#### PAGE EXTRACT ####

It's probably a little embarrassing, albeit pretty typical I imagine, the amount of research I did before the birth of my daughter. I looked into both sides of the crib bumper debate, the benefits of breastfeeding over formula, disposable versus reusable diapers and beyond. But one thing I didn't even question, one thing that never came up for debate in my house, was whether or not we would co-sleep. Neither my husband, nor I, was raised in co-sleeping homes and it just didn't seem to fit our lifestyle. I was never against it; I just knew it wasn't for us. My daughter slept in our room in a bassinet for the first few weeks, but after that, sleeping was reserved for our separate rooms. And it worked.
Until it didn't.
The first time my daughter got really sick she was about 18-months-old. She had double ear infections and strep at the same time and was absolutely miserable. The only place she would sleep was on me or in bed with me. This was the first time that we had allowed her to sleep in our bed, but we were determined to do whatever it took to keep her comfortable. At the time, it just seemed natural. The baby needed rest, therefore we did whatever she needed to give her that.
The second time in her life that she was really sick was about three weeks ago. She had hand-foot-and-mouth disease and again, was absolutely miserable. She ran a high fever for almost five days and would grab her mouth in pain saying, "Owww." For the second time in her life, she slept in the bed with me, as my husband was out of town. This time around I had anticipated that she would be sleeping with me, and instinctively put her in my bed when bedtime rolled around. For the week she was sick, she napped with me and slept there at night while she was on the mend. As soon as she was feeling better, we returned to our respective rooms and life went on.
But, as I have learned all too well in the last two years, nothing in a baby's life is always or never. Sleep is no exception to this rule.

####

== QUESTIONS ==
1) Render this sentence from the co-sleeping essay in Spanish: "Sleep is no exception to this rule."
2) Quote the co-sleeping essay word for word, between "The second time in her life that" and "life went on.", inclusive.
3) Extend the co-sleeping essay past its final sentence, carrying on from that point.
The entries have nothing to do with the co-sleeping essay.

#### INFORMATION SHOWN ####

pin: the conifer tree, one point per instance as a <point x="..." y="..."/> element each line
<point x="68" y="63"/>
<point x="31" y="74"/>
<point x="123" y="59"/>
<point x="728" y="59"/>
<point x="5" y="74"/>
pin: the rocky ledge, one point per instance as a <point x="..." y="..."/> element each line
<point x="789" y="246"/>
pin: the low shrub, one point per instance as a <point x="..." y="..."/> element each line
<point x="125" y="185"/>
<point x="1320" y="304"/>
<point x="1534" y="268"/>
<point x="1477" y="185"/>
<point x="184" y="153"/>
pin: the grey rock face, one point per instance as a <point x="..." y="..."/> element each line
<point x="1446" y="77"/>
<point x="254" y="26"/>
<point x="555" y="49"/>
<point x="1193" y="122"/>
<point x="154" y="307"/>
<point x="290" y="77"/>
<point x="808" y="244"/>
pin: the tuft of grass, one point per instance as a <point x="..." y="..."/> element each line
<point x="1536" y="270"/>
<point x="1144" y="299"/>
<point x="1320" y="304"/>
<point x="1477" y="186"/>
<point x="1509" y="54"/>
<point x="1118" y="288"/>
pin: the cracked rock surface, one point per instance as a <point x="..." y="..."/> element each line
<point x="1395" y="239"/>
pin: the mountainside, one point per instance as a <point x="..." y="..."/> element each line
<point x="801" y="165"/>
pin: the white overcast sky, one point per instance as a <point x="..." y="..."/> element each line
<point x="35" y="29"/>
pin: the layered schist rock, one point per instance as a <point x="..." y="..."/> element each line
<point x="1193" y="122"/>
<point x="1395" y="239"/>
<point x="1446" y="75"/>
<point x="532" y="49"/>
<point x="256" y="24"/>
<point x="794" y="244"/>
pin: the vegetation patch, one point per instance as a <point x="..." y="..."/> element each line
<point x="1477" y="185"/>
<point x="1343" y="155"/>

####

== ANSWERS PER TASK ==
1) El sueño no es una excepción a esta regla.

2)
The second time in her life that she was really sick was about three weeks ago. She had hand-foot-and-mouth disease and again, was absolutely miserable. She ran a high fever for almost five days and would grab her mouth in pain saying, "Owww." For the second time in her life, she slept in the bed with me, as my husband was out of town. This time around I had anticipated that she would be sleeping with me, and instinctively put her in my bed when bedtime rolled around. For the week she was sick, she napped with me and slept there at night while she was on the mend. As soon as she was feeling better, we returned to our respective rooms and life went on.

3)
As of last week, it seems her wonderful sleep habits have regressed. She has developed a strong aversion to sleeping in her crib, and we have given in several times and allowed her to sleep with us in our bed. I have resigned to the fact that it must be a phase, and my husband and I have pulled out all the tricks that we know to get her to nap and sleep peacefully in her crib. It's taken a series of trial and error attempts and seems to be an uphill battle.
But I can't shake the feeling that we are fighting something that seems so natural. There is a reason she sleeps so much better when she is in our bed. There is a reason she falls into a deep sleep, sans tears, when she is laying next to her mom and dad. And there is a reason that when she is sick, the only place where she will sleep is with her mom. Co-sleeping makes babies feel comfortable, protected, and safe, and I have experienced that first-hand. There are no black and white answers and certainly not a one-size-fits-all answer when children are having sleep (or any other, for that matter) issues. In our home, co-sleeping or not, we will do whatever we need to do to ensure our baby has a good night's rest.
So while we remain a non co-sleeping family, I completely understand the other side of the debate. I completely understand why some families think that NOT co-sleeping is unnatural. And I completely understand why for some families, the decision to co-sleep is an obvious and natural choice.